## begin Data to process
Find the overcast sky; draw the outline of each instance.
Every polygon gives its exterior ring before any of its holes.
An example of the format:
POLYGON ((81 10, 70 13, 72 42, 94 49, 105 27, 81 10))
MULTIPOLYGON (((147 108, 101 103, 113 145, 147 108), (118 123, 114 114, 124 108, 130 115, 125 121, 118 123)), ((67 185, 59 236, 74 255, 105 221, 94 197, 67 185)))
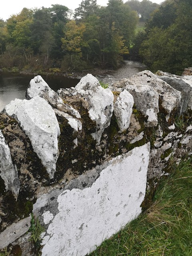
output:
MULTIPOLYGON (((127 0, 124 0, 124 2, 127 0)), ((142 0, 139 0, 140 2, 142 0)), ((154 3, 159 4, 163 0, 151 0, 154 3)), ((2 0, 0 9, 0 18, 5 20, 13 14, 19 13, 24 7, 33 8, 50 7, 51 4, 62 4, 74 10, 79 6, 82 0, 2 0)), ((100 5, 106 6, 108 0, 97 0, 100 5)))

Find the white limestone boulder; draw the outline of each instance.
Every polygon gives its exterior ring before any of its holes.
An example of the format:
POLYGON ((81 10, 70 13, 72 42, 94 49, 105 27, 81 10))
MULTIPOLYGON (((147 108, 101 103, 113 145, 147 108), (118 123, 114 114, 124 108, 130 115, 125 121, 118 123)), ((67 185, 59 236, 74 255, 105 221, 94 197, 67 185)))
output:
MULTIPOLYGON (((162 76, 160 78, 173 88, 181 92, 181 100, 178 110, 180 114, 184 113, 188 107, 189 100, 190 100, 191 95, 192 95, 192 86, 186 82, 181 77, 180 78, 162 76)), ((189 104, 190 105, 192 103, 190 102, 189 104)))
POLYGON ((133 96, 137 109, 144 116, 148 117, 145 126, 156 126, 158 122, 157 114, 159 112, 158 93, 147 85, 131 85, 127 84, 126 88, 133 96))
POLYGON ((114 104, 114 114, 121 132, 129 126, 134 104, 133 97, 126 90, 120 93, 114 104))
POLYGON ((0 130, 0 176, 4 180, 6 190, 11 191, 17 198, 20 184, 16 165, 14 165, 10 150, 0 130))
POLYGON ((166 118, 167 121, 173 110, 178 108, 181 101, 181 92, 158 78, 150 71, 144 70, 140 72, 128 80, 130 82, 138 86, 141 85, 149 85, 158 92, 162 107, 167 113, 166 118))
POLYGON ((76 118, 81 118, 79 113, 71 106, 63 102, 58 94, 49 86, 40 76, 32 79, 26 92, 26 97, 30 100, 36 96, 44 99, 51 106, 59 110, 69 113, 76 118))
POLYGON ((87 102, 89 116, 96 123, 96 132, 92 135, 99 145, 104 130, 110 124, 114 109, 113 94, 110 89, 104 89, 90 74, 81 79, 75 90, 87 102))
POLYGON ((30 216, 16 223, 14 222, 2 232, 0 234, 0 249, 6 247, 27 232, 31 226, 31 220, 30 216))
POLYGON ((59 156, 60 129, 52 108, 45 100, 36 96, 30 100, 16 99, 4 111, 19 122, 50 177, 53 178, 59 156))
## end Data to process
## begin Data to process
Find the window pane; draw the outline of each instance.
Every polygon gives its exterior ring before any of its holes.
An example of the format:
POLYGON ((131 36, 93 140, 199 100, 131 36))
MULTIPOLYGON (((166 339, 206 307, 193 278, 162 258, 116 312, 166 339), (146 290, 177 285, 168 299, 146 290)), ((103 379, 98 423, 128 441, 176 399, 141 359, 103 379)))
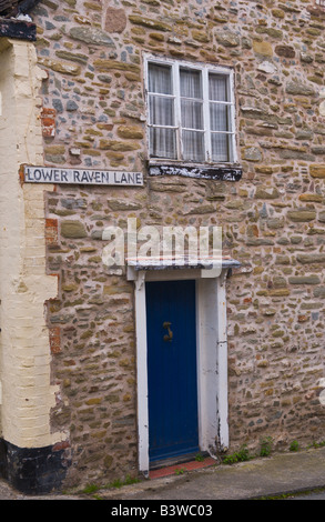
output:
## end Data to process
## begin Data to process
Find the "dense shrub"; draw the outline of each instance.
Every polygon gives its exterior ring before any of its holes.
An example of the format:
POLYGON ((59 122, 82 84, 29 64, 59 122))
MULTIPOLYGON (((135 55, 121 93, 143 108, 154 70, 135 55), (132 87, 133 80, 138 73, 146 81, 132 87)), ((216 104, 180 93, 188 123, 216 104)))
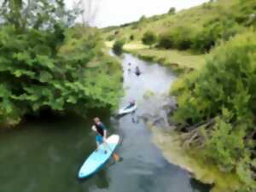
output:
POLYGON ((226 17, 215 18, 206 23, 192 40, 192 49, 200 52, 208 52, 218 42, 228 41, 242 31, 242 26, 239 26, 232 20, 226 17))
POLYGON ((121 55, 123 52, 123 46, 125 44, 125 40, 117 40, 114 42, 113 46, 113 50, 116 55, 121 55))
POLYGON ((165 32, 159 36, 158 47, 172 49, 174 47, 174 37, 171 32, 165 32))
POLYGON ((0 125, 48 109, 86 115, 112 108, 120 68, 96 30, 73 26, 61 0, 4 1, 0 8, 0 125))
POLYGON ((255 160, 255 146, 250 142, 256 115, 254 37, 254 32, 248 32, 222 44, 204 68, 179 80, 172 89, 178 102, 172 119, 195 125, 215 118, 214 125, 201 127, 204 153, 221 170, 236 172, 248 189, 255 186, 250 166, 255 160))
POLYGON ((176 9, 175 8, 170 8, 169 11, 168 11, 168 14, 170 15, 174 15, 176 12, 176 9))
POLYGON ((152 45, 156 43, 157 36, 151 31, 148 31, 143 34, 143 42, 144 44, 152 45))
## end Data to process
Directions
Reproduce the lines between the one containing "Find the overcast" and the one containing "MULTIPOLYGON (((127 0, 124", inclusive, leaving the picture out of your answer.

Output of the exercise
Find the overcast sky; draw the outline of each instance.
Every polygon gives its exterior ring before any of its holes.
An example of the format:
POLYGON ((81 10, 70 13, 72 42, 94 49, 105 27, 81 10))
MULTIPOLYGON (((147 108, 101 103, 113 145, 147 108), (118 123, 114 114, 124 108, 130 115, 125 121, 118 123)), ((67 185, 59 236, 74 255, 105 221, 94 197, 67 185)))
output:
MULTIPOLYGON (((127 0, 124 0, 124 2, 127 0)), ((142 0, 139 0, 140 2, 142 0)), ((154 3, 159 4, 163 0, 151 0, 154 3)), ((2 0, 0 9, 0 18, 5 20, 13 14, 19 13, 24 7, 33 8, 50 7, 51 4, 62 4, 74 10, 79 6, 82 0, 2 0)), ((100 5, 106 6, 108 0, 97 0, 100 5)))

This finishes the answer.